Instructions for the task:
The answer must be a single number: how many lines in the entries below contain the word "dock".

----

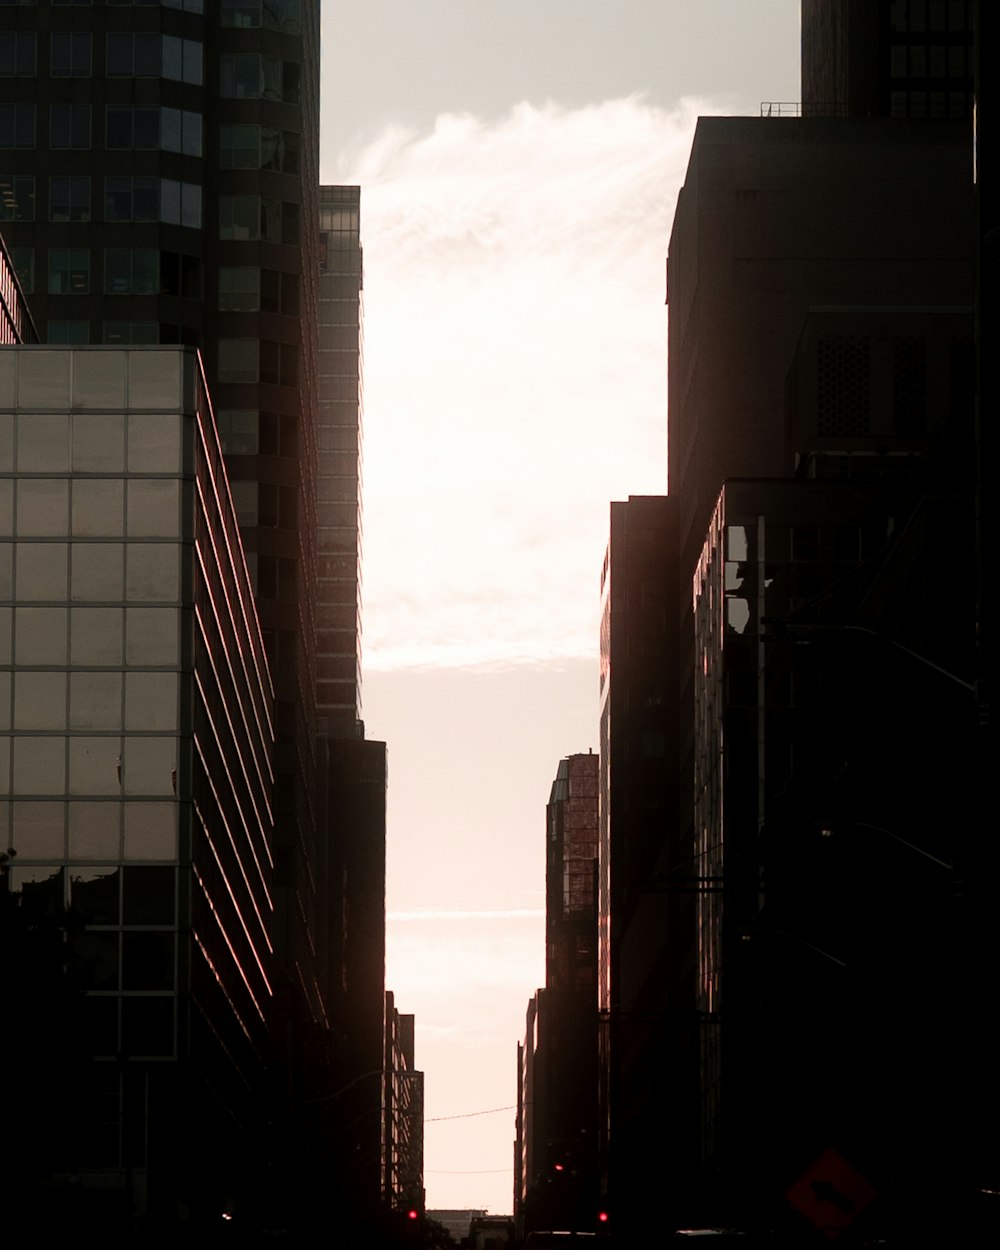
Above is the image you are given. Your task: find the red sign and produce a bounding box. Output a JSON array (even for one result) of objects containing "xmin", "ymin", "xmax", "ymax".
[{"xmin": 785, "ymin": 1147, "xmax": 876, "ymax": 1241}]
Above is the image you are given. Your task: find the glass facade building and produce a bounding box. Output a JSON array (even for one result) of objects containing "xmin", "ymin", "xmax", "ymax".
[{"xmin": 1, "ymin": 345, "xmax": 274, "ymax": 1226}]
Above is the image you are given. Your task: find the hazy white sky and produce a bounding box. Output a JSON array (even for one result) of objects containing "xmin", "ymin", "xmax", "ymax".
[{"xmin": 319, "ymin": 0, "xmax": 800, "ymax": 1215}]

----

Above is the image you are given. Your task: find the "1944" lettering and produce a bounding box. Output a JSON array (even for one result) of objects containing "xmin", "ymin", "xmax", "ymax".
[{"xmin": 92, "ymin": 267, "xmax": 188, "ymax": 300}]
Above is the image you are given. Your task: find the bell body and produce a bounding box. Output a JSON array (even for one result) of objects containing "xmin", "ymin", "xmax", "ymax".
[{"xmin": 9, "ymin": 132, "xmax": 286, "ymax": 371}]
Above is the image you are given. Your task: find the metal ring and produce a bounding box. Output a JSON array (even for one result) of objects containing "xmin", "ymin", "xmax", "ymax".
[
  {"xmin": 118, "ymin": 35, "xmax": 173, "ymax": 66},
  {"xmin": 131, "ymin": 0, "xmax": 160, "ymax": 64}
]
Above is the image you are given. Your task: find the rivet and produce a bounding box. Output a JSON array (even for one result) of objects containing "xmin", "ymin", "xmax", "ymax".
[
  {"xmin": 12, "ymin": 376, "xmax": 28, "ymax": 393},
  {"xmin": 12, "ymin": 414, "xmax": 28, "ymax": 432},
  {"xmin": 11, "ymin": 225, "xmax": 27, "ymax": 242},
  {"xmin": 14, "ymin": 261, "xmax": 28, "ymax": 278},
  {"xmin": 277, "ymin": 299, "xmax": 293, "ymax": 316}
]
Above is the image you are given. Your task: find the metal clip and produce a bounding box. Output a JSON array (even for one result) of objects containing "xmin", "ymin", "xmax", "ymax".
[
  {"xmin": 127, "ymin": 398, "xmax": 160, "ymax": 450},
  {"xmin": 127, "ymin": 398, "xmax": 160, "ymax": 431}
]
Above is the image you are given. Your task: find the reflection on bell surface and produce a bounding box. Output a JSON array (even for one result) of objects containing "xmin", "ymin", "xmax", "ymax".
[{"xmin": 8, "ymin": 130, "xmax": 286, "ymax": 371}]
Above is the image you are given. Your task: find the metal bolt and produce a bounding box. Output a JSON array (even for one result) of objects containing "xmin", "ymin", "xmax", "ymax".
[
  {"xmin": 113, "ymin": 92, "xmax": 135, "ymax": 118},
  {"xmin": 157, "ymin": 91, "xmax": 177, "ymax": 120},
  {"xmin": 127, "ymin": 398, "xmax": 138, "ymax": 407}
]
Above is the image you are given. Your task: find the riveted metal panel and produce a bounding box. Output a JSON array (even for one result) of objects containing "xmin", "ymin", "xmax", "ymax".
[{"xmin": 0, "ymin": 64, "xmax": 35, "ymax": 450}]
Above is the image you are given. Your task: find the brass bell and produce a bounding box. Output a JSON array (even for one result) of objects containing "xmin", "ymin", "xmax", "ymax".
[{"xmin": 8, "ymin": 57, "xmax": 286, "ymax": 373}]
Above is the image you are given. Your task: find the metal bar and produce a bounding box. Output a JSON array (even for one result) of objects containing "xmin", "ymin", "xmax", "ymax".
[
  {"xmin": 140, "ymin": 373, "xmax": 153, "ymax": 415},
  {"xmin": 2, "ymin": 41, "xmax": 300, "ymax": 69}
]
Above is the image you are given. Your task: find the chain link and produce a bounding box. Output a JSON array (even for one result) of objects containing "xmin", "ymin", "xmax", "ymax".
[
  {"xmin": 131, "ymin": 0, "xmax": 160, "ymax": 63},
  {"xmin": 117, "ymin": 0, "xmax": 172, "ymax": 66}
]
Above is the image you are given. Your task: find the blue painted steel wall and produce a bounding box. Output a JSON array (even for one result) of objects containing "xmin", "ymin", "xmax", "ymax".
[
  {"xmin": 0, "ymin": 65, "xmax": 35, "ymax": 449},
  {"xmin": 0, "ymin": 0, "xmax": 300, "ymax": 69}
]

----

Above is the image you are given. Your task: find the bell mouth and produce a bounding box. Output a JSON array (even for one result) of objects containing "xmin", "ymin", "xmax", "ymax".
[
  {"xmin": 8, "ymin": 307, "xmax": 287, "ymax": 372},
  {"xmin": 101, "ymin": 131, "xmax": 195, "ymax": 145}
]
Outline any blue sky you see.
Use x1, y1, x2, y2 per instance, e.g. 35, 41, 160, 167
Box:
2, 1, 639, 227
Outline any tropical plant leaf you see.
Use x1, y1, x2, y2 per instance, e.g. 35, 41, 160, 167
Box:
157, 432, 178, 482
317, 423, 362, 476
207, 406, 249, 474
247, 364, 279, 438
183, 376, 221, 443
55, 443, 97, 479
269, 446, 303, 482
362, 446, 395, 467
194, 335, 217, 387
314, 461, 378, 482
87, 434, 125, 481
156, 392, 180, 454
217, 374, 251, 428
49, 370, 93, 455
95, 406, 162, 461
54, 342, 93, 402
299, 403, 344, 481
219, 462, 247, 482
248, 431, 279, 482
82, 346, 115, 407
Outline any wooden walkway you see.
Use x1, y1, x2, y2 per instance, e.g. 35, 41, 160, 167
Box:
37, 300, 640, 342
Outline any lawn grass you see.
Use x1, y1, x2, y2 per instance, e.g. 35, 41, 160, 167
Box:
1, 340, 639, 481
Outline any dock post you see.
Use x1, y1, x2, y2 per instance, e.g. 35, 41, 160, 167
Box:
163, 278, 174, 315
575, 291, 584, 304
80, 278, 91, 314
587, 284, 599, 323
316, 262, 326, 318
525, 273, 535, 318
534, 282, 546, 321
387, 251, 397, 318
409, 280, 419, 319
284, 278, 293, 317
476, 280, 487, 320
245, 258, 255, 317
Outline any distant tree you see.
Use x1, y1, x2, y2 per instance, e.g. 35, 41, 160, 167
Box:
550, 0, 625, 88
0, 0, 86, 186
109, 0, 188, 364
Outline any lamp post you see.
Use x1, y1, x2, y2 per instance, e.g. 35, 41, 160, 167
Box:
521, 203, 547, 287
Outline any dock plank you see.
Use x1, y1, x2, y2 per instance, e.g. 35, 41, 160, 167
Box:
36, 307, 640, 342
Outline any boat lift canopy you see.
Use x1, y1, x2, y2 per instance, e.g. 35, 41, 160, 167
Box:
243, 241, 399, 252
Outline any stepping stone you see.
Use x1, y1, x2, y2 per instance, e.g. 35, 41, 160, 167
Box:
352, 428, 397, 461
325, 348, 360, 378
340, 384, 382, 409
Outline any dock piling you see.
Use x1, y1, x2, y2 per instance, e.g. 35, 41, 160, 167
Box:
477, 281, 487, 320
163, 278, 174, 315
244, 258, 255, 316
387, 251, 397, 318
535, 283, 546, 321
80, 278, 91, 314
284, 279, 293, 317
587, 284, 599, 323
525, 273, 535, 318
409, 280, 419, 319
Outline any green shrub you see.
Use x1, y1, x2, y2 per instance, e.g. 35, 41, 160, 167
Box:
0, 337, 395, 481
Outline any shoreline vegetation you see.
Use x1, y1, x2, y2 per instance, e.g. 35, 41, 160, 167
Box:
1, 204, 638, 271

----

Worked solution:
3